— CONSEGNA —
Aggiorna il brano sul Dialogo di Galileo riscrivendolo a partire da "Nell'agosto del 1632" e proseguendo fino a "doveva firmare l'abiura.", con "il volume" al posto di "il libro".

— BRANO SCELTO —
|---|

Dialogo dei Massimi Sistemi

Galileo scrisse intorno al 1630 il “Dialogo” nella forma di una conversazione fra tre personaggi: Salviati, Sagredo e Simplicio. Salviati, di nobile famiglia fiorentina, rappresenta lo stesso autore, in particolare l'intelligenza matematica della nuova scienza. Simplicio incarna la scienza conservatrice e pedante che non riconosce altri argomenti che quelli ammessi nelle opere passate. Sagredo che funge da moderatore neutrale rappresenta l'intelligenza depurata dai pregiudizi della tradizione e del senso comune e, di conseguenza, aperta alla nuova verità. Il Dialogo che dura quattro giorni è appunto diviso in quattro giornate. La prima giornata è dedicata essenzialmente alla contestazione radicale della cosmologia aristotelica, in particolare alla distinzione dei corpi fra celesti e sublunari. Nella seconda e terza giornata, si cerca di dimostrare la possibilità dei moti terrestri, ricorrendo, ad esempio, all'argomento della relatività del moto. La quarta introduce, infine, quello che, per Galileo, è l’argomento più valido a sostegno della mobilità terrestre, l’esistenza delle maree. Ma la preoccupazione di eliminare ogni azione a distanza, lontana dalla sue conoscenze meccaniche, conducono lo scienziato fuori strada, indirizzandolo verso una spiegazione errata del flusso e del riflusso del mare.
Nell'agosto del 1632 la vendita del Dialogo venne proibita e nell'ottobre Galileo fu citato a Roma dall'Inquisizione. Seguì il processo; nel giugno 1633 il libro veniva proibito e Galileo doveva firmare l'abiura.

Dalla prima giornata. Eliminare la distinzione tra cielo e terra

In questo passo Simplicio, il difensore del sistema aristotelico, reagisce scandalizzato e inorridito dalla portata sconvolgente dell’affermazione di Salviati, che sovverte e sconquassa la distinzione fra cielo e terra, ma non è in grado di sostenere la propria tesi, favorevole all’inalterabilità dei corpi celesti, con veri argomenti scientifici. Sagredo, invece, respinge fieramente i timori di Simplicio, sostenendo che la perenne trasformazione dei corpi, come il nascere e il morire, non sono segno di inferiorità. Solo il terrore della morte ha potuto, a suo avviso, indurre gli aristotelici, che tanto esaltano l’inalterabilità, a ritenere perfetto ciò che è immutabile. Sagredo condannerebbe questi adoratori dell’incorruttibilità ad incontrare lo sguardo pietrificante della mitologica Medusa. In tal modo, ridotti a statue, diverrebbero finalmente incorruttibili e perfetti. Secondo Sagredo non si può immaginare sciocchezza maggiore di quella di chi reputa superiori le gemme e l’oro al “vilissimo fango”: solo in quest’ultimo, infatti, vi sono le forze vitali e materiali della natura, capaci di far nascere e crescere il gelsomino o l’ ”arancino della Cina”. Per Simplicio, invece, tutti gli astri non possono che essere come le gemme, incorruttibili, in quanto finalizzati “all’utile” e “al diletto” degli uomini. Sagredo inoltre sottolinea la contraddizione tra l’ingenuo antropocentrismo di Simplicio e la sua convinzione che solo quanto abita sulla sfera sublunare sia soggetto a corruzione e degradazione: per un curioso paradosso Simplicio considera infatti tutti i perfetti corpi celesti del tutto subordinati a quella Terra che, nella sua stessa visione del mondo, essendo mortale, è concepita invece come misero ricettacolo di immondizie e brutture.

|---|

— VOCI GREZZE —

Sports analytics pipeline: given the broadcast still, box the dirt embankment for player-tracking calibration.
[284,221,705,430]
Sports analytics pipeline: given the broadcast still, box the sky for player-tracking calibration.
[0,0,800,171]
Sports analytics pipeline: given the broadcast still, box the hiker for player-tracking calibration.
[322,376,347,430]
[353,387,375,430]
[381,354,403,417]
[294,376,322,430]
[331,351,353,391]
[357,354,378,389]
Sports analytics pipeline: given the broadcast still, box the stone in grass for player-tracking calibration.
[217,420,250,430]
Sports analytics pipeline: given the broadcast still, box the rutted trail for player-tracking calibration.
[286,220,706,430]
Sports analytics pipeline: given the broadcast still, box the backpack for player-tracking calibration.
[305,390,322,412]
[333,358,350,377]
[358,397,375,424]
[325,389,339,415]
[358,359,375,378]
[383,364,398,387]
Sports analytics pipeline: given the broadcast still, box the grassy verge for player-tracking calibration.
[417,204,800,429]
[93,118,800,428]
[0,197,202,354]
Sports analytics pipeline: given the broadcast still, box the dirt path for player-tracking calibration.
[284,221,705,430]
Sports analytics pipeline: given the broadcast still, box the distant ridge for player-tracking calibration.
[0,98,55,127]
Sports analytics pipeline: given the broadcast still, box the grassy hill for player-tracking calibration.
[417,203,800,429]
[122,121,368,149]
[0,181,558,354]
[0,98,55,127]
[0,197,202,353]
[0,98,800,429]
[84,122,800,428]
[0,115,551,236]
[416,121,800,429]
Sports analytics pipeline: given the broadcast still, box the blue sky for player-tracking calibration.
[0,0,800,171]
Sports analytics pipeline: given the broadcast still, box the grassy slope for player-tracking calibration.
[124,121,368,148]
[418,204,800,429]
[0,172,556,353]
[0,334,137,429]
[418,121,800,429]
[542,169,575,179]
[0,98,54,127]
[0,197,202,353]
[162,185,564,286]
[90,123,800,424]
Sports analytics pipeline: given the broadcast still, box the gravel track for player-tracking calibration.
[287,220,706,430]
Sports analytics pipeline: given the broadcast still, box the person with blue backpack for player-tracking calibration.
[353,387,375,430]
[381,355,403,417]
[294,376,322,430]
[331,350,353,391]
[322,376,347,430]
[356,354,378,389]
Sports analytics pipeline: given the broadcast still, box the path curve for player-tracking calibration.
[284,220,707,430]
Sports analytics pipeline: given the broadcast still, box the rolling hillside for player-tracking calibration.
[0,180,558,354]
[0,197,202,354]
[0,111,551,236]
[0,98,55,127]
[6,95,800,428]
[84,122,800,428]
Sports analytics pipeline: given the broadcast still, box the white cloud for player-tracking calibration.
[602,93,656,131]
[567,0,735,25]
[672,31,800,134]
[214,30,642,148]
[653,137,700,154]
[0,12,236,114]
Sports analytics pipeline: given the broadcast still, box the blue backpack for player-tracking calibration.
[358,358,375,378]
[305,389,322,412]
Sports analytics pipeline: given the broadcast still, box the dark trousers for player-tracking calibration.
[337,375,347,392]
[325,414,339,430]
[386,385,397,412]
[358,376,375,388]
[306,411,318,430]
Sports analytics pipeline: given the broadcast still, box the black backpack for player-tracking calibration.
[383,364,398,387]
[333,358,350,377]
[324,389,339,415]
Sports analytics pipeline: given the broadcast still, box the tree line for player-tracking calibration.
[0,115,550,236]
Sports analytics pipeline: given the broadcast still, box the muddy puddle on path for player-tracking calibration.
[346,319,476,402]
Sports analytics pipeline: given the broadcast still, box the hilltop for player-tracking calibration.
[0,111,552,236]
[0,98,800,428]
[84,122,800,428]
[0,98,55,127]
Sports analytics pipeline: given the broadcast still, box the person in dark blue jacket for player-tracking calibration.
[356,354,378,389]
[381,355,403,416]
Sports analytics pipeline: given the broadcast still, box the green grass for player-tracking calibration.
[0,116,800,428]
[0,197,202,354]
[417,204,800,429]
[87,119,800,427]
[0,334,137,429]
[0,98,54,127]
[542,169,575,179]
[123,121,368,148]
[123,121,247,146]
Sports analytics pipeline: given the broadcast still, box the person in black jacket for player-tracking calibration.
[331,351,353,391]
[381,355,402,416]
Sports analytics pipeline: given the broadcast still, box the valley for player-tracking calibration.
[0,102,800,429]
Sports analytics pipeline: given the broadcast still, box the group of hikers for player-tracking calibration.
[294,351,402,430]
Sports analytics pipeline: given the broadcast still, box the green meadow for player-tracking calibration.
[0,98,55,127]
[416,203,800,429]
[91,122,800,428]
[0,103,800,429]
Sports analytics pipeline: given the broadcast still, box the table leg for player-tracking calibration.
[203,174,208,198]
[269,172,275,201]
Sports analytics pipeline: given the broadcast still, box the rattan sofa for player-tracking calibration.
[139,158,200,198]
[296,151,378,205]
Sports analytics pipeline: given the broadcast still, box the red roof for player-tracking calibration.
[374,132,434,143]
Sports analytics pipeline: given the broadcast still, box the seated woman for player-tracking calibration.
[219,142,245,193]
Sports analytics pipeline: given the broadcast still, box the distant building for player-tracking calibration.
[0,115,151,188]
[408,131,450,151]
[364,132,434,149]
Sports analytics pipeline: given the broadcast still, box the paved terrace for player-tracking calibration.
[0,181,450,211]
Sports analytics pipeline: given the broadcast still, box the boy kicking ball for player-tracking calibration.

|---|

— RISPOSTA ALL'ESERCIZIO —
Nell'agosto del 1632 la vendita del Dialogo venne proibita e nell'ottobre Galileo fu citato a Roma dall'Inquisizione. Seguì il processo; nel giugno 1633 il volume veniva proibito e Galileo doveva firmare l'abiura.